[What needs to be done] Look for "informational sign board." in the listing below, then copy exactly the line it appears in and all lines after it to the end, and nothing more.
[Opening Records to process section]
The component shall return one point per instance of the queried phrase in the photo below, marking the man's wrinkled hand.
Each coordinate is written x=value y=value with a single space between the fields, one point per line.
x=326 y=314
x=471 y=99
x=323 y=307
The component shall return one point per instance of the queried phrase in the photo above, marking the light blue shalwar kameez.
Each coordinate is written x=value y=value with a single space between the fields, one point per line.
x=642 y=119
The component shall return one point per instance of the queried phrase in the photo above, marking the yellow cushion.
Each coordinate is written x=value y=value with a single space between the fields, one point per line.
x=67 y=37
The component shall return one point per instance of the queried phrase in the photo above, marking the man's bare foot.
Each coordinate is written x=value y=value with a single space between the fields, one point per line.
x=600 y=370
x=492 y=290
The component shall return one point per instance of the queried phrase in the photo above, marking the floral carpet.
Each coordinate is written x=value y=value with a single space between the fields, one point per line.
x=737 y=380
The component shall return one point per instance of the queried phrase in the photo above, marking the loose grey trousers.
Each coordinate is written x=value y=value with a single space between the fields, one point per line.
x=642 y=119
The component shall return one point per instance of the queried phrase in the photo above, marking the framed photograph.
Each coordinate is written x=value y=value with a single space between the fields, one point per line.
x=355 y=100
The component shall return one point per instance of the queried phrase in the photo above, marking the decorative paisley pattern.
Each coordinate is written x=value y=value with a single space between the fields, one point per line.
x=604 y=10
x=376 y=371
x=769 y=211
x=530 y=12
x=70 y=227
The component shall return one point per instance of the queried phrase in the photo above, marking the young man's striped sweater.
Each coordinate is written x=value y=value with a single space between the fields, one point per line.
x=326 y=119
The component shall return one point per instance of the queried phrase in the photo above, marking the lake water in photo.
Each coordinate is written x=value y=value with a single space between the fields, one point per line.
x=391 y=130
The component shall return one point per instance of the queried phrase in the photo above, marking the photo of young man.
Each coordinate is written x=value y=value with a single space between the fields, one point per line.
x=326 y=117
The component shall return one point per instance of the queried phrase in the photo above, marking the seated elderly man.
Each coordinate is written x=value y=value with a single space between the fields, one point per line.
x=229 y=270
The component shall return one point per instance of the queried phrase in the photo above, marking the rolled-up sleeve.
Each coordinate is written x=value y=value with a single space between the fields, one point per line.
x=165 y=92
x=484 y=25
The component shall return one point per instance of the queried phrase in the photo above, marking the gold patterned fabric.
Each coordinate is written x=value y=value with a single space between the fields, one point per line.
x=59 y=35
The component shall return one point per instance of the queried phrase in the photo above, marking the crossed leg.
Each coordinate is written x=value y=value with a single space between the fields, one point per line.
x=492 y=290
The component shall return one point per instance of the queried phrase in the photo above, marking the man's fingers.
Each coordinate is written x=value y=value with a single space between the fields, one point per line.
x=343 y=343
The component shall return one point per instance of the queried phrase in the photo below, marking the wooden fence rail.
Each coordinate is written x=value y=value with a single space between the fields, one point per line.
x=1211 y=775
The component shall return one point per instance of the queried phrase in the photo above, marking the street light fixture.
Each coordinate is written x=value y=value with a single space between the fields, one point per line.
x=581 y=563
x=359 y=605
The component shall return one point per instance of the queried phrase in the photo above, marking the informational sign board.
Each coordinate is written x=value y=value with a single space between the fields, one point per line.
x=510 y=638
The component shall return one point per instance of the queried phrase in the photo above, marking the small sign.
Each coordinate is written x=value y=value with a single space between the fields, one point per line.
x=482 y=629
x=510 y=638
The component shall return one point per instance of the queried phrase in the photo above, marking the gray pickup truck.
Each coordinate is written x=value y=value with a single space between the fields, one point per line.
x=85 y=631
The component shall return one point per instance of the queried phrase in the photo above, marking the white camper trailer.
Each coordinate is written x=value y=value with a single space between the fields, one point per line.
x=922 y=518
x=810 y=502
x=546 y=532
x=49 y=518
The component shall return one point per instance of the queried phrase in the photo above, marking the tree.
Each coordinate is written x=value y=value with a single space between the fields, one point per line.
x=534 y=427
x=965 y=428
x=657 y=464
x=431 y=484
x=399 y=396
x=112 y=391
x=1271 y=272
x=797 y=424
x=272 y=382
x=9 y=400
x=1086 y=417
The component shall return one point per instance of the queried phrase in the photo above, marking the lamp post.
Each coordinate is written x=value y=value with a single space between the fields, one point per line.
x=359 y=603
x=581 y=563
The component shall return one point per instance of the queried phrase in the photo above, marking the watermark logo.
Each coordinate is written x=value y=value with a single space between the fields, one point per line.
[Closing Records to process section]
[Written answer]
The component shall return one point per instance of the queried phrase in the photo above, marking the informational sign board.
Each coordinate is written x=value y=value with a single space between the fields, one point per line.
x=510 y=638
The component shall return one point per instance of the queried phrase in the photo above, marking the small sign.
Each coordinate is written x=value y=value with a single space between the fields, one point per line.
x=482 y=629
x=510 y=638
The component shall return one point per instance of the queried phrase in the photo above, marking the gray pickup truck.
Each coordinate is written x=value y=value with a single space between the fields, one point per line.
x=85 y=631
The component shall return one point per instance of the queried phrase in the photo above, marking the white camper trailer.
Each coordinate is written x=value y=value with a single space between the fields, one point per line.
x=922 y=518
x=810 y=502
x=546 y=532
x=49 y=518
The component shall return one point per instance of the queried phrase in the photo above, marking the tree.
Each coordinate is written x=value y=value with a single space between the fields, one point per line.
x=534 y=427
x=965 y=428
x=657 y=464
x=431 y=484
x=399 y=396
x=112 y=391
x=1271 y=272
x=797 y=424
x=272 y=382
x=9 y=400
x=1086 y=417
The component shall return one point per instance of the queried phrase in the photo above, marking the lamp post.
Each coordinate is written x=value y=value with a single space between the fields, one point per line.
x=359 y=603
x=581 y=563
The component shall return one point per instance of the queried phrase in the photo above, marking the watermark logo.
Each coordinate is written x=value y=value with a single space between the fields, one point per line.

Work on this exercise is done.